* PROMPT
Set down every entry again exactly as it stands below.

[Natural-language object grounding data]

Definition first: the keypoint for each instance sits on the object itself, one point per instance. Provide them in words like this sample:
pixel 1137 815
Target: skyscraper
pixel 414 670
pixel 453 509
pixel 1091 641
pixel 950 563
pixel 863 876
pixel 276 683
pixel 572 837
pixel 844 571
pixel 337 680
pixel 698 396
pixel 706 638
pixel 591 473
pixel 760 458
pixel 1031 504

* EXERCISE OUTPUT
Definition first: the keypoint for each instance sits on the object itself, one point per instance. Provide them in words like this sample:
pixel 1137 815
Target: skyscraper
pixel 414 670
pixel 453 509
pixel 1091 641
pixel 950 563
pixel 863 876
pixel 276 683
pixel 572 837
pixel 844 571
pixel 337 680
pixel 698 396
pixel 706 638
pixel 591 473
pixel 760 458
pixel 1031 504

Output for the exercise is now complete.